What to produce
Pictures appear in the records below; write out everything else exactly.

Recorded data
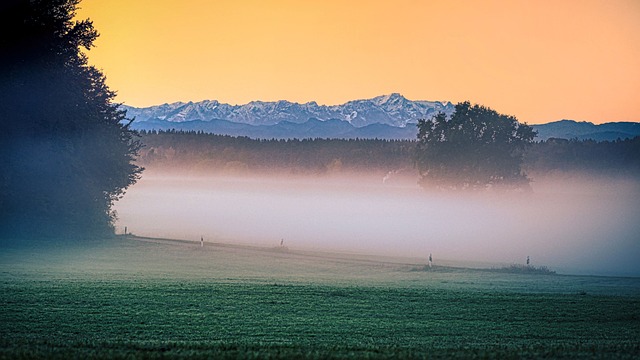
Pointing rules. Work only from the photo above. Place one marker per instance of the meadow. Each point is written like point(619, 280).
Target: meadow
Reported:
point(152, 298)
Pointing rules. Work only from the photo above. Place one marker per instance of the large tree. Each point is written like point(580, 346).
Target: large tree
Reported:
point(66, 150)
point(476, 148)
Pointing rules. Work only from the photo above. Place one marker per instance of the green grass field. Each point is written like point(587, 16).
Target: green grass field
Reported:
point(128, 298)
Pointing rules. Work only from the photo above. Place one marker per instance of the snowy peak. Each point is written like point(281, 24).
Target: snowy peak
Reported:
point(393, 109)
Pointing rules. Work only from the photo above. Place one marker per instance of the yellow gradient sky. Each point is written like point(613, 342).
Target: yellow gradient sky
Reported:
point(538, 60)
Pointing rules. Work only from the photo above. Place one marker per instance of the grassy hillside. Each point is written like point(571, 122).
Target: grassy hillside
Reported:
point(154, 298)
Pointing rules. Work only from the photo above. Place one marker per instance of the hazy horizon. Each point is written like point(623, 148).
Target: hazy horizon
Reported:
point(586, 227)
point(538, 61)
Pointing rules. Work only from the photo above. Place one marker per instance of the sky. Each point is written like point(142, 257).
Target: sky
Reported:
point(540, 61)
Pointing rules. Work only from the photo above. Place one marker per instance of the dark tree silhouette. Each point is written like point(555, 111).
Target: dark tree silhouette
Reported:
point(477, 148)
point(66, 150)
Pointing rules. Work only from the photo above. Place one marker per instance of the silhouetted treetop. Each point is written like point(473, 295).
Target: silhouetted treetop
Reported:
point(67, 152)
point(476, 148)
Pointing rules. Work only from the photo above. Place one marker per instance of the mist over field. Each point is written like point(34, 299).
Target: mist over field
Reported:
point(571, 226)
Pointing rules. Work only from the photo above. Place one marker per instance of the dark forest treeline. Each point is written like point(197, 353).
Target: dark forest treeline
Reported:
point(197, 151)
point(204, 152)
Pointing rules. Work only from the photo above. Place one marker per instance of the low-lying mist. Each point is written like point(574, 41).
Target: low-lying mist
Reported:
point(571, 226)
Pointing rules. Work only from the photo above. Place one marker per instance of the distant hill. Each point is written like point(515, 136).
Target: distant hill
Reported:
point(383, 117)
point(569, 129)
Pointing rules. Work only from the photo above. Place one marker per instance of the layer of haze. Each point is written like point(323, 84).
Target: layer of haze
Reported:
point(588, 227)
point(540, 61)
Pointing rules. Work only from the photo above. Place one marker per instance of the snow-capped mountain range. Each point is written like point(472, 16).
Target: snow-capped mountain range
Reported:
point(394, 110)
point(383, 117)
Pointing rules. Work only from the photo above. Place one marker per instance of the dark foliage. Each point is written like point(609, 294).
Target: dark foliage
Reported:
point(66, 153)
point(202, 152)
point(474, 149)
point(554, 156)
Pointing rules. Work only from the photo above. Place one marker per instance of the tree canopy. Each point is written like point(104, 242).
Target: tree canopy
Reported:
point(66, 150)
point(476, 148)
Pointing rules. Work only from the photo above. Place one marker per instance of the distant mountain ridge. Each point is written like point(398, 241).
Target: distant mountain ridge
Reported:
point(569, 129)
point(393, 109)
point(384, 117)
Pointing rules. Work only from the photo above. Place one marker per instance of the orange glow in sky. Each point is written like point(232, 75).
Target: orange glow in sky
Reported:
point(538, 60)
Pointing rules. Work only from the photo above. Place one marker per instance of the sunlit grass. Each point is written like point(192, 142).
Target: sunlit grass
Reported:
point(155, 300)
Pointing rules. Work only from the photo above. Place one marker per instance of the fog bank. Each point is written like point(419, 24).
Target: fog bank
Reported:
point(585, 227)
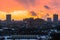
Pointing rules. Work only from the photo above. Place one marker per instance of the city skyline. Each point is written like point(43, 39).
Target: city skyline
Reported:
point(20, 9)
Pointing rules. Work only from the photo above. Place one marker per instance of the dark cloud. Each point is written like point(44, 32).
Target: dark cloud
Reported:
point(33, 13)
point(47, 7)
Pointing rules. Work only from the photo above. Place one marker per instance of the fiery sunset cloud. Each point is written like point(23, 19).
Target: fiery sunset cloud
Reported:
point(20, 9)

Answer to this problem
Pointing rules. Work only from the photo above. Place one marker per instance of the meadow. Each point is written like point(619, 280).
Target: meadow
Reported:
point(152, 298)
Pointing rules. Work only from the photo above. Place one marker per instance of the large tree. Each point is written like point(580, 346).
Target: large tree
Reported:
point(66, 150)
point(476, 148)
Pointing rules. Work only from the photo above. Place one marker per instance of the green grass field. Each point is written like point(587, 16).
Target: green grass field
Reported:
point(128, 298)
Pointing rules. Work only from the photo above. Place one marker per instance of the snowy peak. Each point is written like point(281, 24).
Target: snowy peak
Reported:
point(393, 109)
Pointing rules. Work only from the photo above. Place one marker per instance of the yellow gradient sky. Each point is written like point(613, 342).
Target: yellow gradient sky
Reported:
point(538, 60)
Pointing rules. Work only from the photo above. Place one marker per instance of the grassy hillside. Each point is written like point(571, 122).
Target: grassy hillside
Reported:
point(154, 298)
Pointing rules. Work only from the photo above. Place one marker per instance of the hazy horizon. Each point is written like point(623, 148).
Target: hazy horizon
Reported:
point(586, 227)
point(538, 61)
Pointing rules. Work only from the photo above. Place one marker per instance of the sky. Each point is written like point(142, 257).
Target: sky
Reported:
point(540, 61)
Pointing rules. Work only from the photo above. Place one marker per instance of the dark tree silhouette. Each point is written like point(555, 111).
Target: dark tree silhouette
Reported:
point(477, 148)
point(66, 150)
Pointing rules. Work only from the photo above. Place one marker per instance of the silhouetted treetop. Each point is written like point(473, 295).
Target: silhouetted treetop
Reported:
point(67, 152)
point(476, 148)
Pointing rules. Work only from the photo above. Place one marker per instance of the mist over field. Each point is written like point(34, 299).
Target: mist over field
Reported:
point(571, 226)
Pointing rules. Work only from the photo above. Place one marker per instance of the dark forest treeline. Each point is written like point(197, 353).
Target: dark forest treeline
Reported:
point(197, 151)
point(204, 152)
Pointing rules. Work only from the photo above. Place one marker per instance of the low-lying mist. Each point is written like point(574, 41).
Target: low-lying mist
Reported:
point(571, 226)
Pointing rules. Work only from the photo above. Place one marker per instance of the distant hill. Each point is written like point(515, 136).
Target: distant hill
Reported:
point(383, 117)
point(569, 129)
Pointing rules. Work only from the photo above. Place one marker per instance of the layer of haze. Each point is written like point(323, 84).
Target: layer of haze
Reported:
point(588, 227)
point(540, 61)
Pointing rules. Work only from the photo above. Place one marker per instance of the snow-capped mountain range. Each point is written like point(472, 16).
Target: snow-capped mountain range
Reported:
point(394, 110)
point(383, 117)
Pointing rules. Work only from the photo above. Place one marker per instance of the dark foliage. Each point is written like point(609, 294).
Target: dark foliage
Reported:
point(66, 153)
point(202, 152)
point(474, 149)
point(554, 156)
Pointing rules. Work only from the photo above. Place one marker per instance of the tree canopy. Each point is written like point(104, 242).
Target: tree canopy
Reported:
point(66, 150)
point(476, 148)
Pointing rules. Work only from the photo above. Place one marker per instance of the distant mountain ridge. Each point is written like point(398, 241).
Target: distant mountain ridge
Reported:
point(569, 129)
point(393, 109)
point(384, 117)
Pointing rules. Work only from the photo above. Place one marker per instance of the orange glow in sky. Each point is written like point(232, 75).
Target: orange glow in sky
Reported:
point(538, 60)
Pointing rules. Work only from the photo above. Place one marker per instance of the sunlit grass. Each point is written like point(192, 142).
Target: sunlit grass
Reported:
point(155, 300)
Pointing rules. Work only from the photo above. Place one marker per instance of the fog bank. Each point is written like point(419, 24).
Target: fog bank
Reported:
point(585, 227)
Pointing rules. Work only from the photo above. Place one marker per instance of the city skyline. Each point is written like point(43, 39).
Target: city skyline
Reported:
point(20, 9)
Pointing rules. Work only from the photo above. Place one marker per instance of the dark cloud. Each point is written like point(44, 32).
Target: dark cloud
Reported:
point(33, 13)
point(47, 7)
Pointing rules. Work only from the photo above. Place one marker per instance of the fiery sunset cloud. Each point is written like point(23, 19).
Target: fiery sunset cloud
Reported:
point(20, 9)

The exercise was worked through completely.